» **ACTION ITEM**:
I need the number of lines in the listing below that include the string "metal", and only that number.

» **SOURCE INFORMATION**:

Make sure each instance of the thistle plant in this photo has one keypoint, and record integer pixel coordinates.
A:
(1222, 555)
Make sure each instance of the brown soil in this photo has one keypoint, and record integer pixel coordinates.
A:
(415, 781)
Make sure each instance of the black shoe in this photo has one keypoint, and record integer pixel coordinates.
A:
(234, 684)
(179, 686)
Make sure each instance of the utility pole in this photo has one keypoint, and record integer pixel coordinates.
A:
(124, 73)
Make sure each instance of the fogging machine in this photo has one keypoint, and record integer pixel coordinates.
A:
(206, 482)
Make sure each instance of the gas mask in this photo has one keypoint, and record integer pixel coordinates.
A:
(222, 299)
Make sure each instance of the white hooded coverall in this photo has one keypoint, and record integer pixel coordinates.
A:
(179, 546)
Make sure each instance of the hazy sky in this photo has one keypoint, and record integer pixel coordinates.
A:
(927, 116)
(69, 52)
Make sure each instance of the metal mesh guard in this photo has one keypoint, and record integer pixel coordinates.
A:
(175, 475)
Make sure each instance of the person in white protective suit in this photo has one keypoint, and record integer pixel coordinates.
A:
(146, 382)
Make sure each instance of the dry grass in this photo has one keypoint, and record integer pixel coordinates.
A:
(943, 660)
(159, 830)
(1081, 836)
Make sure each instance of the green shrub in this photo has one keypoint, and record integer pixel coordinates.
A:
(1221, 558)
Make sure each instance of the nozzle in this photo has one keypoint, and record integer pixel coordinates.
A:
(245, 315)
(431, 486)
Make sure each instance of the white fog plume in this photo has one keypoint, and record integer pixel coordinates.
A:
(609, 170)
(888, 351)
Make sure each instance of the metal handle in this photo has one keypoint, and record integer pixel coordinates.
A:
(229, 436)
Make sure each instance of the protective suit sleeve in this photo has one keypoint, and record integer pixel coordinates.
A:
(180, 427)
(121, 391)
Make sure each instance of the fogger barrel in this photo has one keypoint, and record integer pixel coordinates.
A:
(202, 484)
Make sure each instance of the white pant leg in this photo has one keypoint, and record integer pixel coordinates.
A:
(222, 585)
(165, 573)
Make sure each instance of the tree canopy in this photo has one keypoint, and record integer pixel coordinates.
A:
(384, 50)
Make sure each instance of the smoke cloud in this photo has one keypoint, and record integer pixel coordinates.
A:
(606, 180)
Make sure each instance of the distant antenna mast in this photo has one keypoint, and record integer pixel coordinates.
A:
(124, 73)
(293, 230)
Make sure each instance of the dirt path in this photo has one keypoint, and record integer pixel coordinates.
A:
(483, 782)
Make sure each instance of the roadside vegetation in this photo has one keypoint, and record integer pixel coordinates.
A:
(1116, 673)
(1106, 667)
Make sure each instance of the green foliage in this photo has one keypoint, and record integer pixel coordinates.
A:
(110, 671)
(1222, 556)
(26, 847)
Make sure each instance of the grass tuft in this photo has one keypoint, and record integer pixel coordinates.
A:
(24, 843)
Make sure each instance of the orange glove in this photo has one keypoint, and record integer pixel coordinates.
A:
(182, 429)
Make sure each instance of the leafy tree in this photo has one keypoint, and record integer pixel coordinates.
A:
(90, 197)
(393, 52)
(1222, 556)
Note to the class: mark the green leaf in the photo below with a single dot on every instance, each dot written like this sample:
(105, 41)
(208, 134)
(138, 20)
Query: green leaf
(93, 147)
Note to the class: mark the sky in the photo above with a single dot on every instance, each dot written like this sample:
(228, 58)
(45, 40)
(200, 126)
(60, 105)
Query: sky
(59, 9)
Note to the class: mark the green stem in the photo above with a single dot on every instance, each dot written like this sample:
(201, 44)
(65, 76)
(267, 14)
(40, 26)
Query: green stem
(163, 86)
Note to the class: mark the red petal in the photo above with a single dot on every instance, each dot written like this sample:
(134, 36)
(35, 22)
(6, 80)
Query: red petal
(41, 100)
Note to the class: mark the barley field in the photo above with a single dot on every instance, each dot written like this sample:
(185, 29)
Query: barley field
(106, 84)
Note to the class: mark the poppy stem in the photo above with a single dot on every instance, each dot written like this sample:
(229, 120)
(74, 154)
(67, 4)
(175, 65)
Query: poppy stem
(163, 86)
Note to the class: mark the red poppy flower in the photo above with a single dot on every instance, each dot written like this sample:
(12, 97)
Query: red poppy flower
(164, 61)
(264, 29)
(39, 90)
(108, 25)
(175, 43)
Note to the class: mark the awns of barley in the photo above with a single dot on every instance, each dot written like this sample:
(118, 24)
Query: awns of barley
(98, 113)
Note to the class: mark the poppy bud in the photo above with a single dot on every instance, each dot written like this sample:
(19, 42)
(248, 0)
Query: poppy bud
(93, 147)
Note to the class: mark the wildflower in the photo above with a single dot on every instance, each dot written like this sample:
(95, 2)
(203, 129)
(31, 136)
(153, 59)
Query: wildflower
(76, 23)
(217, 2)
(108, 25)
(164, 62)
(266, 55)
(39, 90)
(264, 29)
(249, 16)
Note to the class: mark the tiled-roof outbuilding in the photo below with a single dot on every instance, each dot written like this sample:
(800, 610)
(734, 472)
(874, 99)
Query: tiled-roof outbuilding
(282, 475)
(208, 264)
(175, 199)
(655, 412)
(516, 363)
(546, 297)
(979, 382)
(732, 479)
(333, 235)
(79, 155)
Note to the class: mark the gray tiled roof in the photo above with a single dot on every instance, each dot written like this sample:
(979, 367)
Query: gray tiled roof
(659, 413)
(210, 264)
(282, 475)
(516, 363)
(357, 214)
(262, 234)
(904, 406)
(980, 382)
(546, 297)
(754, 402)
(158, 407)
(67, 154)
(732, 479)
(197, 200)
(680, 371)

---

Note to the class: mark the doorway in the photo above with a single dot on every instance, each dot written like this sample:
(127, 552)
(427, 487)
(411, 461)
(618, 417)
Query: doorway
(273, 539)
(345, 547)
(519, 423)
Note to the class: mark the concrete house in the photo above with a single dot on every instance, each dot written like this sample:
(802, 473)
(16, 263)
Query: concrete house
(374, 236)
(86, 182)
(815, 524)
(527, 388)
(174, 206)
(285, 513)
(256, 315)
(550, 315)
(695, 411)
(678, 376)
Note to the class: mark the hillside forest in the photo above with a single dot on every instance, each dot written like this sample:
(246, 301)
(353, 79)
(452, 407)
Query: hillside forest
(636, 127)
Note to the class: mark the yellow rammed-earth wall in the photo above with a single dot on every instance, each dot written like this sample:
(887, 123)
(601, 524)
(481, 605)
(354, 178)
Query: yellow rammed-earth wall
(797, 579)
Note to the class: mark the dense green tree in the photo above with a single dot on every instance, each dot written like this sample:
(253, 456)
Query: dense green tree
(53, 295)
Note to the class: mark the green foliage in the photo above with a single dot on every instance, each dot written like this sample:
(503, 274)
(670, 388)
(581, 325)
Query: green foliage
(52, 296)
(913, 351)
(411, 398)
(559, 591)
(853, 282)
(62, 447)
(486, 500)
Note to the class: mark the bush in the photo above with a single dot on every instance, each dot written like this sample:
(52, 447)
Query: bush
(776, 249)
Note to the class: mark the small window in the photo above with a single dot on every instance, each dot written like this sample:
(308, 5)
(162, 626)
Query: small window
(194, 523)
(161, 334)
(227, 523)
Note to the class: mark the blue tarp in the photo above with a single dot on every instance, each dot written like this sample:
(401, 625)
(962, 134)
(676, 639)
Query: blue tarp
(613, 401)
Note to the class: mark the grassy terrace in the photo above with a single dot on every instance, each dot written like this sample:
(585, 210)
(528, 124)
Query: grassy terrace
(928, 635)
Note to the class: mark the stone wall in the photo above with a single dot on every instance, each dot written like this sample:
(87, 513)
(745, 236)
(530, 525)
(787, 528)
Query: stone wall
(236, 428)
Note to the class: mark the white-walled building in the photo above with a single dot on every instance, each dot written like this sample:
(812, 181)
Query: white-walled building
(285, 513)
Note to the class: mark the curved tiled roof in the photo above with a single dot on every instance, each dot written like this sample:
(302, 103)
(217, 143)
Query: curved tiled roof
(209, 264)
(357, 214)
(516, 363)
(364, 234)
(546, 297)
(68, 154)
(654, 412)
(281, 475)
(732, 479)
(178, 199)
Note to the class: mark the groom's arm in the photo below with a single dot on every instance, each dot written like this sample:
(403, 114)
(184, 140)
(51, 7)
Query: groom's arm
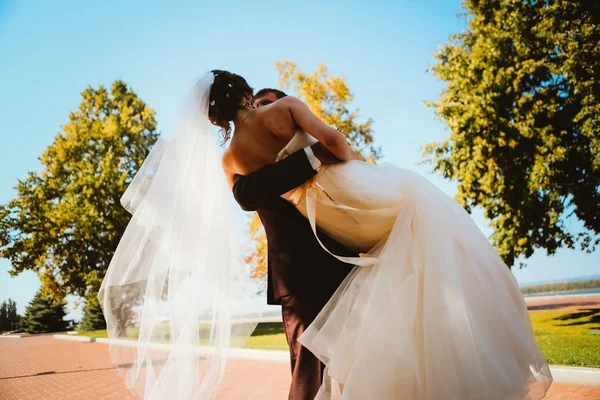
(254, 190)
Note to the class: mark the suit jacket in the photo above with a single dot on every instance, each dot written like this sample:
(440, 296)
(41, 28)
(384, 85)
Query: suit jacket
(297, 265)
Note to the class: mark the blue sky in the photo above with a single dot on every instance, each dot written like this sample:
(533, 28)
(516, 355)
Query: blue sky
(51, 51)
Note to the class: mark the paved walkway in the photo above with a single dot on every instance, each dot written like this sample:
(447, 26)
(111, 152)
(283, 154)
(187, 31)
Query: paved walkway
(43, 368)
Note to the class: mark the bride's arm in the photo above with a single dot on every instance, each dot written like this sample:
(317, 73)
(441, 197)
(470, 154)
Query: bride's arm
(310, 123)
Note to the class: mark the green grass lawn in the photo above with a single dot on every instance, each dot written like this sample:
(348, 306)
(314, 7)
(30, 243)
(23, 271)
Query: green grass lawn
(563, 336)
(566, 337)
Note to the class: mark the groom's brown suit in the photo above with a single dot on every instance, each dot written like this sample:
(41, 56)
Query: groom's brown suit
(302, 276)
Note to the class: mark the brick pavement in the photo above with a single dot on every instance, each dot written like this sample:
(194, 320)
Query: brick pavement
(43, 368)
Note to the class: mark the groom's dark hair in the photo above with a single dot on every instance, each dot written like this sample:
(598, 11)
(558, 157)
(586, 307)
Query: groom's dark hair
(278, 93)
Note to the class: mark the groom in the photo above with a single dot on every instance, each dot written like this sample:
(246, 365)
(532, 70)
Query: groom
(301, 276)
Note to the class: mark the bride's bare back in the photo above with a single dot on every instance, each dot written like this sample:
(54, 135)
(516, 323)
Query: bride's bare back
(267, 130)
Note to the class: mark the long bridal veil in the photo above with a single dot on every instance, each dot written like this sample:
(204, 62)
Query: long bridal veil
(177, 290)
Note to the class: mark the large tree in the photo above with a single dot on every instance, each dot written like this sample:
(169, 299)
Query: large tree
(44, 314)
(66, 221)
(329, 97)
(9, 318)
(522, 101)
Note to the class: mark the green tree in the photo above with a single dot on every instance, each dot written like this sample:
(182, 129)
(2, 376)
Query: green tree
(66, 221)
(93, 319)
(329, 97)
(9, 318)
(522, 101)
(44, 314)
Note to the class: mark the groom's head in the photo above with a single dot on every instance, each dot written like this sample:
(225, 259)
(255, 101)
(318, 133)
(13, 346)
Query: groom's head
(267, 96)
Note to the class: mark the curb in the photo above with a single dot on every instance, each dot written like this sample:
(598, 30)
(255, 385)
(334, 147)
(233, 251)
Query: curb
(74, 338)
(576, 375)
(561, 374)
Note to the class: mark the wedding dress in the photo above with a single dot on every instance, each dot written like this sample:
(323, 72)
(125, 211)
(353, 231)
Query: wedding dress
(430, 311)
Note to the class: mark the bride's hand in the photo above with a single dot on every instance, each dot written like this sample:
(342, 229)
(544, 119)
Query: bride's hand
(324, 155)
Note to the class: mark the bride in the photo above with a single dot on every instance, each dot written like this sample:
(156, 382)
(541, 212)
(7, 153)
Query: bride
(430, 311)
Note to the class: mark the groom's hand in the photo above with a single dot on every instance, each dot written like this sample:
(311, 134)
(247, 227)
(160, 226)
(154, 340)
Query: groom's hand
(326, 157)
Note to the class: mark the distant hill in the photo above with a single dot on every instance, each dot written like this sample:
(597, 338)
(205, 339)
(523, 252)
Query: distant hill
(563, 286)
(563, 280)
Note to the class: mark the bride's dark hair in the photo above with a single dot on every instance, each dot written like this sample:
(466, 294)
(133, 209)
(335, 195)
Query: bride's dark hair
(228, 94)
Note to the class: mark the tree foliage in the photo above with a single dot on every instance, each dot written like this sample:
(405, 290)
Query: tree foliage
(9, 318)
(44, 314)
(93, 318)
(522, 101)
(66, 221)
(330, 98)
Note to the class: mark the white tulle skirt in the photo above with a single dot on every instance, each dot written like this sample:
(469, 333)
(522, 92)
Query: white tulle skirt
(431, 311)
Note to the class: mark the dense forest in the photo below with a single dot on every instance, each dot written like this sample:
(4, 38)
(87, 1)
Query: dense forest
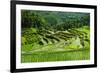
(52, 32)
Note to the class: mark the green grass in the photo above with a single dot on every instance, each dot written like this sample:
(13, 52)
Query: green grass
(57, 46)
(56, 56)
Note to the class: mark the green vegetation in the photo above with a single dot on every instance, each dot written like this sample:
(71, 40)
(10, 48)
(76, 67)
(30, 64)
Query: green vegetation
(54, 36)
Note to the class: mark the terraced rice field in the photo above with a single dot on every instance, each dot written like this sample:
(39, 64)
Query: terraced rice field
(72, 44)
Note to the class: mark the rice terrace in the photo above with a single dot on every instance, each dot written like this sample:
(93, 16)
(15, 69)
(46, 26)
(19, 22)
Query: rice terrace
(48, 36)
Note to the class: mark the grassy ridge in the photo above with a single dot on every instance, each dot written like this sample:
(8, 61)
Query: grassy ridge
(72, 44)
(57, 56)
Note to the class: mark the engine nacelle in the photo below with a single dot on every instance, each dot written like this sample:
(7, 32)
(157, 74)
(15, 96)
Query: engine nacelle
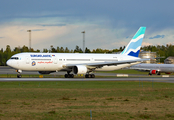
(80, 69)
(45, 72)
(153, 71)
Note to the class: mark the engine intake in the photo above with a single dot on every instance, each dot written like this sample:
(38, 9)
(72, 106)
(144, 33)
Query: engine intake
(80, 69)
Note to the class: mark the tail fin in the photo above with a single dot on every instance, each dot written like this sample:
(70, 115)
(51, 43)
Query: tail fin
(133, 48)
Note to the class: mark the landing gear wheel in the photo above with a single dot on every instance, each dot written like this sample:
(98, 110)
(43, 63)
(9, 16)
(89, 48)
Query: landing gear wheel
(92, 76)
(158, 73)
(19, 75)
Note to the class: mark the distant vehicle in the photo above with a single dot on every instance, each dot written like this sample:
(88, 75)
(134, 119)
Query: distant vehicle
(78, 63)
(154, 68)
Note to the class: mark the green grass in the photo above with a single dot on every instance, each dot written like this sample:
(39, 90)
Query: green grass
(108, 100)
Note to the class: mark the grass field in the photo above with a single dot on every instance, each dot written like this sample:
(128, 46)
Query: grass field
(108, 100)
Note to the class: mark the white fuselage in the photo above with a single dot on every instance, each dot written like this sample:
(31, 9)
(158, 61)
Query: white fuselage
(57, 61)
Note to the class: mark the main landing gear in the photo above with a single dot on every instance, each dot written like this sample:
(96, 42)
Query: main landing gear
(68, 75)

* * *

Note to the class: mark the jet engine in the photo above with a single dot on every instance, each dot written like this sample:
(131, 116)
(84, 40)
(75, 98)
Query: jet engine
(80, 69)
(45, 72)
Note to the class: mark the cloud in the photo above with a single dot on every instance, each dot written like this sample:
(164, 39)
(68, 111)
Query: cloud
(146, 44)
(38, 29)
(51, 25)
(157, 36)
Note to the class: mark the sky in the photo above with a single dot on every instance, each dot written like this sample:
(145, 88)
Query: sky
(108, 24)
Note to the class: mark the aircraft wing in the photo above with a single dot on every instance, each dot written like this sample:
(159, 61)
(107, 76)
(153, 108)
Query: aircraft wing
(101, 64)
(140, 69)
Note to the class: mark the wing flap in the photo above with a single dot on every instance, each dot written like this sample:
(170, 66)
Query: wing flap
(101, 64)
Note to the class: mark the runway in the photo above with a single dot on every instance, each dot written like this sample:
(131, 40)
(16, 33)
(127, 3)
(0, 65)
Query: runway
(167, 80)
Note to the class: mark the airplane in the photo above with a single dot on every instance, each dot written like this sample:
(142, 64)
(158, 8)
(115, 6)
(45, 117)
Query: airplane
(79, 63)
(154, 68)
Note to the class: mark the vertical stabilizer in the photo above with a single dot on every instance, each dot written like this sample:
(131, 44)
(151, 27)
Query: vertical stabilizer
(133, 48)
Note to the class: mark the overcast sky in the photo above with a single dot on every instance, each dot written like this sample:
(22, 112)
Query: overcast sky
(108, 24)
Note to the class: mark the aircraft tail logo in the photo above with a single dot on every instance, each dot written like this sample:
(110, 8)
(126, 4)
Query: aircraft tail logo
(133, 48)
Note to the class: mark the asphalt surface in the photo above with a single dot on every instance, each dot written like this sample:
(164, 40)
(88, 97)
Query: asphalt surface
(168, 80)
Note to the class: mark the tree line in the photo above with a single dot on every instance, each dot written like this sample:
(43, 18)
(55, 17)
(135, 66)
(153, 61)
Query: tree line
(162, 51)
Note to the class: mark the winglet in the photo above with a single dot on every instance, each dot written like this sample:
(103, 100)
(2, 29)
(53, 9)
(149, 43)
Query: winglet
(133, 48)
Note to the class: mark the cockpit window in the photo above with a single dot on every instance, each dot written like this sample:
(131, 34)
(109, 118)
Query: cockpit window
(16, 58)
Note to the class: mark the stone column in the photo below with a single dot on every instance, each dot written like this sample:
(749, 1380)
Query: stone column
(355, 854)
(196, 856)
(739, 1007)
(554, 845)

» **ANSWER TO THE PROBLEM**:
2